*SOURCE EXTRACT*.
=-=-=-=-=

Walter Earl Freitas, Plaintiff-appellant, v. United States of America, Defendant-appellee, 116 F.3d 483 (9th Cir. 1997)Annotate this Case
Appeal from the United States District Court for the Southern District of California, Nos. CV-96-00696-LCN, CR-92-00721-3-LCN; Leland C. Nielsen, District Judge, Presiding.
Before: HUG, Chief Judge; FERNANDEZ and RYMER, Circuit Judges.
Walter Earl Freitas appeals the district court's denial of his motion under 28 U.S.C. § 2255 to correct his sentence in connection with his guilty pleas to conspiracy with intent to distribute methamphetamine, in violation of 21 U.S.C. §§ 846, 841(a) (1), and use and carrying of a firearm during the commission of a drug trafficking crime, in violation of 18 U.S.C. § 924(c). We have jurisdiction, 28 U.S.C. § 1291, and affirm in part and remand in part.
* Freitas argues that the district court's summary dismissal was in error and that under 28 U.S.C. § 2255 he was entitled to an evidentiary hearing on his Bailey claim.1 We disagree. Freitas argued in his § 2255 motion that his conviction under 18 U.S.C. § 924(c) cannot stand because he did not "use" a firearm within the meaning of Bailey v. United States, --- U.S. ----, 116 S. Ct. 501 (1995). Even assuming that Freitas is correct, the district court did not err in summarily denying his claim. Freitas was indicted for, and pled guilty to, using and carrying a firearm. As he did not argue in his § 2255 motion that he did not "carry" the firearm, the fact that he did not also "use" the firearm has no bearing on his conviction.
Freitas's § 2255 motion also sought to reduce his sentence pursuant to 18 U.S.C. § 3582(c) in light of a November 1, 1994 amendment to U.S.S.G. § 2D1.1 which became retroactive under U.S.S.G. § 1B1.10(c) (1995).
The government argues that we lack jurisdiction to consider Freitas's appeal on the § 3582 issue, because § 3582 appeals must be filed within ten days, see Fed. R. App. P. 4(b); United States v. Ono, 72 F.3d 101, 102-03 (9th Cir. 1995), whereas appeals from the denial of § 2255 motions can be brought within 60 days. Fed. R. App. P. 4(a). We disagree, because the order from which this appeal is taken denied a § 2255 motion.

=-=-=-=-=

*DATASET ROWS*.
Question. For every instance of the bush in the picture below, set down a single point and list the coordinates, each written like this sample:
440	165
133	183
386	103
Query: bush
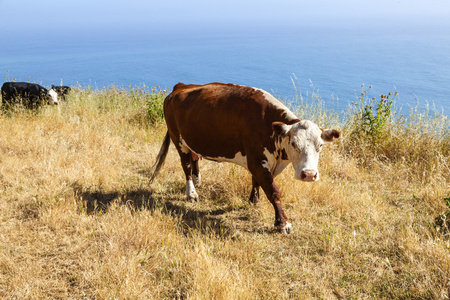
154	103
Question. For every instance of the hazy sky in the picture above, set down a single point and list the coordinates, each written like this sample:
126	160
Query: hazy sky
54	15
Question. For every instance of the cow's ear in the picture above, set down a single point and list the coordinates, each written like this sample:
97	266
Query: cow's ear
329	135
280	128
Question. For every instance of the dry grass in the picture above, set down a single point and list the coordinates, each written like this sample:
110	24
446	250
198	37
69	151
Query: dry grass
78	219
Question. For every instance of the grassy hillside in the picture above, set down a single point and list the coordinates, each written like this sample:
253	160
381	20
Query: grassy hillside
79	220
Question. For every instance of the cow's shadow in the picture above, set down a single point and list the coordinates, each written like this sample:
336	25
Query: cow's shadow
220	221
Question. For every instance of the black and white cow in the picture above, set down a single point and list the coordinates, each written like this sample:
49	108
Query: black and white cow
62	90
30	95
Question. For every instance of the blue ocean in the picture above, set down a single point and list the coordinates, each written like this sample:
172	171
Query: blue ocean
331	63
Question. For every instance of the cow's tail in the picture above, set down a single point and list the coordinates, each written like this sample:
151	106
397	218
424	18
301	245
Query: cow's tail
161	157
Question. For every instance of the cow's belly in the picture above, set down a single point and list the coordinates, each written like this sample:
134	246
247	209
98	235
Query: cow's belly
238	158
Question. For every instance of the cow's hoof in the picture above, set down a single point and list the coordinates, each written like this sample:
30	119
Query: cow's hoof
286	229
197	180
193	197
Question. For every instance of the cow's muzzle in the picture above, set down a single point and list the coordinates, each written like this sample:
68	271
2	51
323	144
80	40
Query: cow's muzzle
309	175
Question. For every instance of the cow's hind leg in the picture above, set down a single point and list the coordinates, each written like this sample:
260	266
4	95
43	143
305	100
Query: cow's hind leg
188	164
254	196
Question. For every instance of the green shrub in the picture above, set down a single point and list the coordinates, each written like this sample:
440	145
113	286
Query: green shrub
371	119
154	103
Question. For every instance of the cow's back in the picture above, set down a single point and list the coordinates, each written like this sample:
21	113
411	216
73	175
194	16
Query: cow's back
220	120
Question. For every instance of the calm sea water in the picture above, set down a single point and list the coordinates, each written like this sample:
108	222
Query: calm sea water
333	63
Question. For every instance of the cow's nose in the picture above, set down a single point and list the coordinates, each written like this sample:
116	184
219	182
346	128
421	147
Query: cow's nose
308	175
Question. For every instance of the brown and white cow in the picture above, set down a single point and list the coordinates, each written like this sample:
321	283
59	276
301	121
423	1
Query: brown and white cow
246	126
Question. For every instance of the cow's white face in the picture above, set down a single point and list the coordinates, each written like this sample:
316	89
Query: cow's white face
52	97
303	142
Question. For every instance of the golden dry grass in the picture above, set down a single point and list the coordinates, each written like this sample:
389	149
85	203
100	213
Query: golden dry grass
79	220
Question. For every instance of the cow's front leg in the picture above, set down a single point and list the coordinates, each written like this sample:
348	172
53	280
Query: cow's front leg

=-=-=-=-=

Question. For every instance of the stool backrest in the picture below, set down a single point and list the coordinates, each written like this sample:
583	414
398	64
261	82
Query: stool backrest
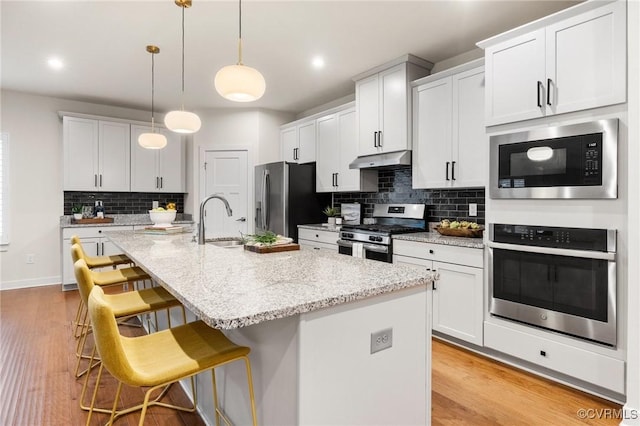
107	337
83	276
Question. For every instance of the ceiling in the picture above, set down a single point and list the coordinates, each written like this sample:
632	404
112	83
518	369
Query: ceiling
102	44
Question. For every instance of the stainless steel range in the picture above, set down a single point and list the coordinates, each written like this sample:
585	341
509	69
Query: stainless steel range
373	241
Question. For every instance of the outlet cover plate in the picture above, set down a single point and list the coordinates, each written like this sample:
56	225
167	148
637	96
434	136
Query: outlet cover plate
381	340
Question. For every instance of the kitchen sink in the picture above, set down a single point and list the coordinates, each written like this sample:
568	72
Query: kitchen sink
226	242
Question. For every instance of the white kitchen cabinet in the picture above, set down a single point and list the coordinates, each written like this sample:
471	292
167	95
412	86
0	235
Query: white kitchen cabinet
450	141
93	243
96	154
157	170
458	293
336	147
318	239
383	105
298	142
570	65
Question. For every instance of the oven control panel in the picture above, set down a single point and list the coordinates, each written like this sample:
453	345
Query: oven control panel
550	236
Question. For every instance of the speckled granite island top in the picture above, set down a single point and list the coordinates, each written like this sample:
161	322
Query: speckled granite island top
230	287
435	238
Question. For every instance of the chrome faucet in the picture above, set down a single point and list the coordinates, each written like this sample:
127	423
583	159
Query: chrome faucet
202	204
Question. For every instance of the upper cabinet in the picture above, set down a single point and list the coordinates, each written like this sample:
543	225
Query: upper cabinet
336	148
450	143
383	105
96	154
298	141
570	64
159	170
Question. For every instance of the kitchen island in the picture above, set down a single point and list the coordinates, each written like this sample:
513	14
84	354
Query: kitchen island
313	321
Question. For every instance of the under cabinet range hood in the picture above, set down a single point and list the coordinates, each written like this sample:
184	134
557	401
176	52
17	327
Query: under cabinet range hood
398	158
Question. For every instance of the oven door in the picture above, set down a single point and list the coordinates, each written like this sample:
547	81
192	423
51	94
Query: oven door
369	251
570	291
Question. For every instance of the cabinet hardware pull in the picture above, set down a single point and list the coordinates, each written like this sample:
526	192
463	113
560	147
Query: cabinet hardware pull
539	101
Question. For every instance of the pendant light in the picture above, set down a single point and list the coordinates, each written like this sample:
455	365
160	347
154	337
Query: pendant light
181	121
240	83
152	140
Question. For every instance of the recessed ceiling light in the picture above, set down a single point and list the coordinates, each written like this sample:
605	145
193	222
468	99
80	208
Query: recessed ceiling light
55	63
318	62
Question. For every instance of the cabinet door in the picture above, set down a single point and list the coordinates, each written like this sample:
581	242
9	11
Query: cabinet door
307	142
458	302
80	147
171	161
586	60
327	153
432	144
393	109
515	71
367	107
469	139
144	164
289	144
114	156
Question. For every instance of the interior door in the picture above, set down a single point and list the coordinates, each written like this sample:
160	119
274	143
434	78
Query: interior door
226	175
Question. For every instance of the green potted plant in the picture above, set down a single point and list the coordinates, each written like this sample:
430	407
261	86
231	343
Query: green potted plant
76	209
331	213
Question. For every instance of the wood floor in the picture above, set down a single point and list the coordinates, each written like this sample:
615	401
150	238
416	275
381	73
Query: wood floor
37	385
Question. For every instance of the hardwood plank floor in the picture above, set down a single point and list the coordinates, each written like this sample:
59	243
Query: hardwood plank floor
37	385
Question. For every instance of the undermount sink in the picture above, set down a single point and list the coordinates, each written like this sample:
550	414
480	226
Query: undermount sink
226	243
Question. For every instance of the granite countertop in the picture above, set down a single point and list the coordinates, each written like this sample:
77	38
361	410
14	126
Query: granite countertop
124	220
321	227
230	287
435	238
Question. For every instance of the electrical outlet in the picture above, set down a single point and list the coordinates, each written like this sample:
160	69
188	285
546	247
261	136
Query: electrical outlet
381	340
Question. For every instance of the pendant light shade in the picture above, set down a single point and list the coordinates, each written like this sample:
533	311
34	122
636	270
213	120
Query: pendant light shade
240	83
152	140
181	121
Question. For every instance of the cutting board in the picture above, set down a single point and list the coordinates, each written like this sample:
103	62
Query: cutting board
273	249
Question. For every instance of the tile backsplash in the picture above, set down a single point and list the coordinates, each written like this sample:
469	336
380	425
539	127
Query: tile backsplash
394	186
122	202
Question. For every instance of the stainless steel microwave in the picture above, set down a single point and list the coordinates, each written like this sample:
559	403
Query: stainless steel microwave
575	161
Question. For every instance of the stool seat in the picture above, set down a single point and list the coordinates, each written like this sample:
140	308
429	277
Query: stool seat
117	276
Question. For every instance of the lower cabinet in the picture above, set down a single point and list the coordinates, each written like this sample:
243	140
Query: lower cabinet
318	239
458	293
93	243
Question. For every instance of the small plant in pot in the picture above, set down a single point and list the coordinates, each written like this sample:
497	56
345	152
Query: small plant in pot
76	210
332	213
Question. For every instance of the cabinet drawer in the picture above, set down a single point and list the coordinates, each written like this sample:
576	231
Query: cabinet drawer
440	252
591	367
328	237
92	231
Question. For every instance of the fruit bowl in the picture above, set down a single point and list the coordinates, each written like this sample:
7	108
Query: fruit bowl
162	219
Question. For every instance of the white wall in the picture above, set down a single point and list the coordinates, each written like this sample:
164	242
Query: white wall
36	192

=-=-=-=-=

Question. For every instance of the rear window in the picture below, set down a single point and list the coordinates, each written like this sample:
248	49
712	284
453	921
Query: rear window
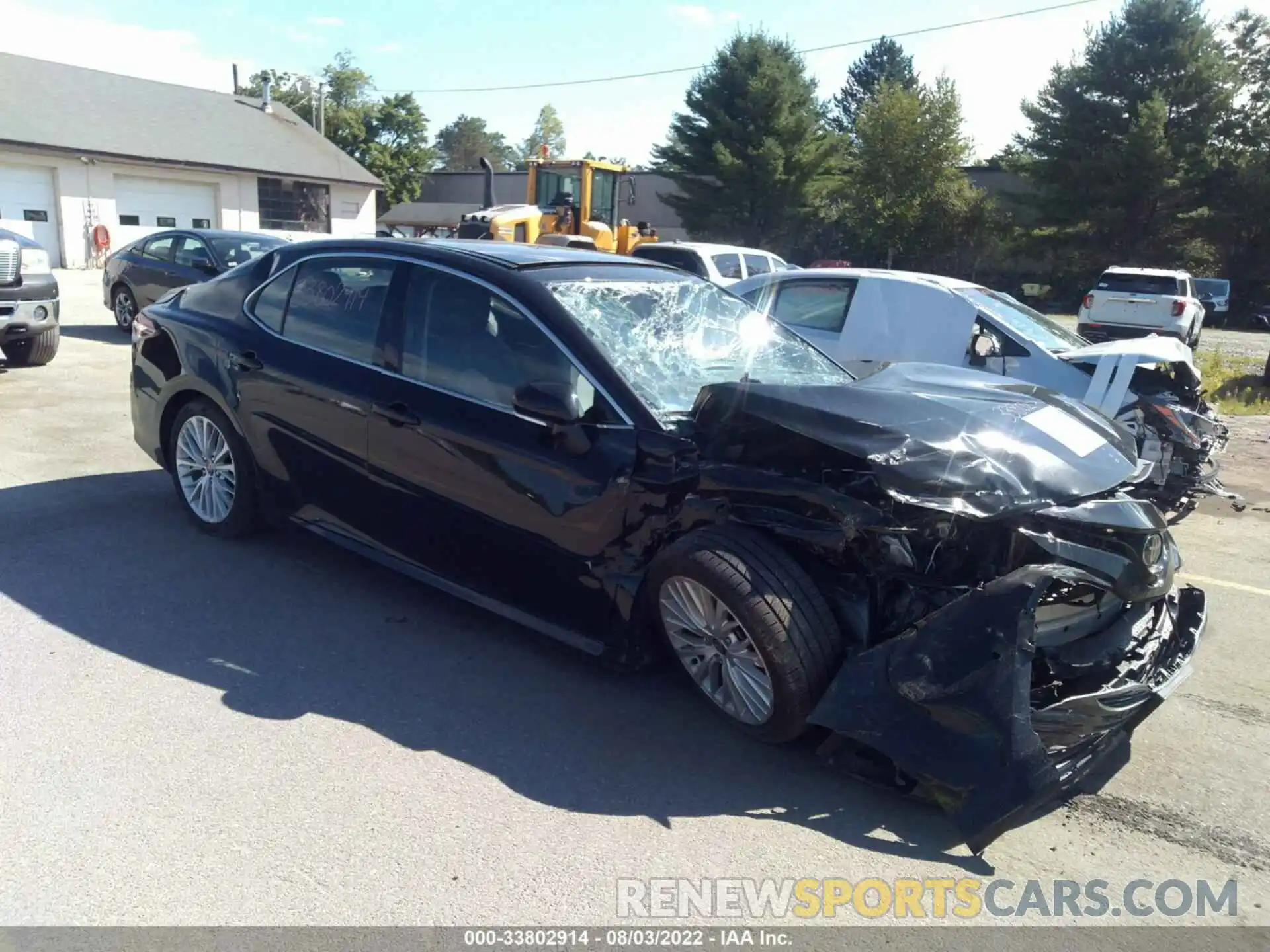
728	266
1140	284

=-=-=-=-=

*REQUEST A*. Copy the court opinion again, beginning at the words "Walter Earl Freitas appeals" and stopping after "remand in part.", but change "methamphetamine" to "cocaine".
*REQUEST B*.
Answer these questions from the court opinion:
(i) Which district judge presided?
(ii) Within how many days can appeals from the denial of § 2255 motions be brought?
(iii) On what date was U.S.S.G. § 2D1.1 amended?

*PROBLEM SOLUTION A*.
Walter Earl Freitas appeals the district court's denial of his motion under 28 U.S.C. § 2255 to correct his sentence in connection with his guilty pleas to conspiracy with intent to distribute cocaine, in violation of 21 U.S.C. §§ 846, 841(a) (1), and use and carrying of a firearm during the commission of a drug trafficking crime, in violation of 18 U.S.C. § 924(c). We have jurisdiction, 28 U.S.C. § 1291, and affirm in part and remand in part.

*PROBLEM SOLUTION B*.
(i) Leland C. Nielsen
(ii) 60 days
(iii) November 1, 1994